*** Extract provided ***
A year since we have been teaching during a pandemic.


A year since we were in school teaching “normal.”


A year since we got to enter our classrooms mask free.


A year since COVID-19 changed everything we thought we knew about teaching.


And here we are, one year in. Still Standing. Teachers, I hate the corny shit-- but say it. "I survived teaching during a pandemic."


On March 13, me and my teacher bestie Julio danced at the spirit week dance (because if you ain’t dancing at an awkward high school dance are you even doing it right? Like you, we had no idea that COVID-19 would shut down our schools and impact us as a Nation the way it did. What we thought was an extra week tagged onto spring break turned into more than any of us had bargained for.


More than any of us could prepare for.



As we made our way through the year, I got the hang of it. It wasn’t easy, but I kept thinking of my students.
*** End of Extract provided ***
In the excerpt about teaching through the pandemic, what did the writer and Julio do on March 13? Rely only on the excerpt above.
*** Excerpted records ***
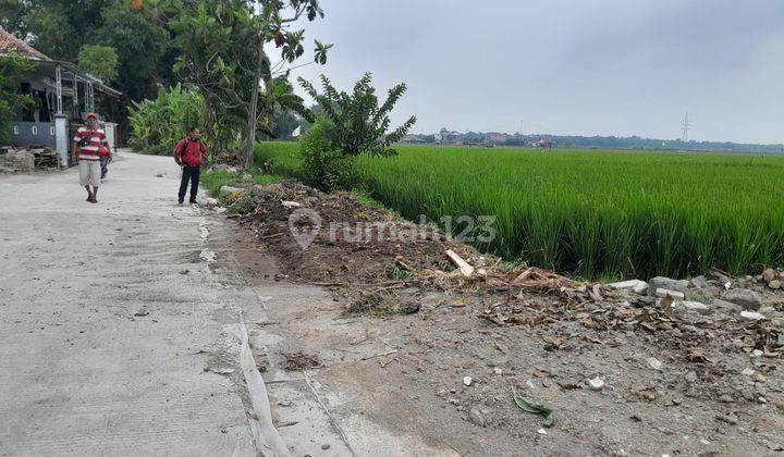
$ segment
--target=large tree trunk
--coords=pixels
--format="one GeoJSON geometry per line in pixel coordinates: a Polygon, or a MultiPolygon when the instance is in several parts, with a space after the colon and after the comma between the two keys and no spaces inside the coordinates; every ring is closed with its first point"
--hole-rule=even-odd
{"type": "Polygon", "coordinates": [[[217,159],[222,152],[220,141],[216,137],[215,124],[218,118],[216,112],[216,103],[212,101],[212,97],[205,96],[205,136],[210,144],[212,159],[217,159]]]}
{"type": "Polygon", "coordinates": [[[261,67],[264,66],[264,40],[259,44],[256,72],[254,73],[253,92],[248,106],[248,126],[245,136],[245,170],[249,170],[254,162],[254,146],[256,144],[256,106],[258,104],[258,92],[261,85],[261,67]]]}

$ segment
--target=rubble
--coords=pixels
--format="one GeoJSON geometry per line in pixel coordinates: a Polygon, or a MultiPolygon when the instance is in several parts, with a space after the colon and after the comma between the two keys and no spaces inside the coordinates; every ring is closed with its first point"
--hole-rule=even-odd
{"type": "Polygon", "coordinates": [[[740,317],[743,319],[749,320],[749,321],[761,321],[765,319],[764,316],[760,314],[759,312],[755,311],[740,311],[740,317]]]}
{"type": "Polygon", "coordinates": [[[756,311],[762,307],[759,294],[745,288],[731,288],[721,294],[721,299],[738,305],[747,311],[756,311]]]}
{"type": "Polygon", "coordinates": [[[7,173],[56,170],[58,165],[57,151],[48,147],[0,148],[0,171],[7,173]]]}
{"type": "Polygon", "coordinates": [[[711,313],[711,307],[709,307],[708,305],[701,304],[699,301],[676,300],[675,302],[673,302],[673,309],[684,310],[684,311],[695,311],[695,312],[699,312],[700,314],[710,314],[711,313]]]}
{"type": "Polygon", "coordinates": [[[670,277],[657,276],[648,281],[648,285],[651,292],[657,292],[658,289],[663,288],[685,293],[688,288],[689,282],[686,280],[671,280],[670,277]]]}
{"type": "Polygon", "coordinates": [[[632,291],[635,294],[645,295],[648,293],[648,283],[640,280],[622,281],[618,283],[608,284],[608,287],[614,289],[632,291]]]}

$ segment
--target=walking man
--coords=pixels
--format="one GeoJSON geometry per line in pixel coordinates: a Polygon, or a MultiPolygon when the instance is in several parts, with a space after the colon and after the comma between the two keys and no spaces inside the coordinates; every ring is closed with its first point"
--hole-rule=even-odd
{"type": "Polygon", "coordinates": [[[98,116],[95,113],[87,114],[85,124],[76,132],[71,150],[74,158],[78,158],[79,184],[87,189],[87,201],[97,203],[101,178],[100,158],[108,152],[109,141],[106,133],[98,128],[98,116]]]}
{"type": "Polygon", "coordinates": [[[201,132],[191,128],[188,135],[174,148],[174,161],[182,166],[183,175],[180,182],[180,205],[185,200],[185,190],[191,181],[191,202],[196,202],[198,194],[198,180],[201,173],[201,162],[207,160],[207,146],[201,141],[201,132]]]}

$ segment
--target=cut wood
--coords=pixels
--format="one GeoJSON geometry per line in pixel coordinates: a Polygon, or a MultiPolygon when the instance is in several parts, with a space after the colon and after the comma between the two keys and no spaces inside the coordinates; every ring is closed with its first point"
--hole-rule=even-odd
{"type": "Polygon", "coordinates": [[[452,260],[452,262],[460,269],[461,273],[463,273],[464,276],[467,277],[474,274],[474,267],[463,260],[463,258],[456,255],[452,249],[446,250],[446,257],[452,260]]]}

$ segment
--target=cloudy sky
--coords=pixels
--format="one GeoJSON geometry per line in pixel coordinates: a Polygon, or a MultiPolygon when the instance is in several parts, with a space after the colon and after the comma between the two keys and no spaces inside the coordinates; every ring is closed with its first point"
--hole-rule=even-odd
{"type": "Polygon", "coordinates": [[[414,131],[784,143],[782,0],[321,0],[309,42],[348,89],[408,92],[414,131]]]}

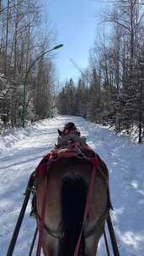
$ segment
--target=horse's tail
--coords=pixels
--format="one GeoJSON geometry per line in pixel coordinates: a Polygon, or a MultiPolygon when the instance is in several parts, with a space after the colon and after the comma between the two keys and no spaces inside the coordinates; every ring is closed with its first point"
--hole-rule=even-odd
{"type": "MultiPolygon", "coordinates": [[[[61,191],[61,238],[59,256],[73,256],[83,226],[87,200],[87,184],[79,174],[67,174],[63,178],[61,191]]],[[[85,241],[83,233],[78,255],[85,255],[85,241]]]]}

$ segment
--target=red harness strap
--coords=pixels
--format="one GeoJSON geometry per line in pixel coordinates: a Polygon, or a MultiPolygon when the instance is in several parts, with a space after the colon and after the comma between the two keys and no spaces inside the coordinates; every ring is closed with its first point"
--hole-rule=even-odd
{"type": "Polygon", "coordinates": [[[42,207],[41,207],[41,218],[40,218],[40,223],[39,240],[38,240],[36,256],[40,256],[41,247],[42,247],[42,243],[43,243],[45,213],[45,206],[46,206],[46,189],[47,189],[47,187],[45,186],[45,189],[44,189],[43,202],[42,202],[42,207]]]}
{"type": "Polygon", "coordinates": [[[81,229],[81,232],[79,234],[78,241],[77,241],[77,246],[75,248],[74,256],[78,255],[82,234],[83,234],[83,229],[84,229],[84,227],[85,227],[85,224],[87,221],[87,217],[88,216],[89,210],[90,210],[92,194],[93,194],[93,187],[94,187],[95,173],[96,173],[97,168],[99,167],[99,161],[98,161],[97,157],[92,158],[91,162],[93,163],[93,170],[92,170],[92,174],[91,174],[91,179],[90,179],[90,183],[89,183],[88,191],[88,195],[87,195],[87,202],[86,202],[86,206],[85,206],[84,215],[83,215],[83,227],[82,227],[82,229],[81,229]]]}

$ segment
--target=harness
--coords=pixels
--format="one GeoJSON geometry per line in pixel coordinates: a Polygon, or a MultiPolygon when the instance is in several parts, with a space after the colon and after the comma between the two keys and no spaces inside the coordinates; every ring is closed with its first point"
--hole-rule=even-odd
*** End of Excerpted records ***
■ Response to this exercise
They danced at the spirit week dance.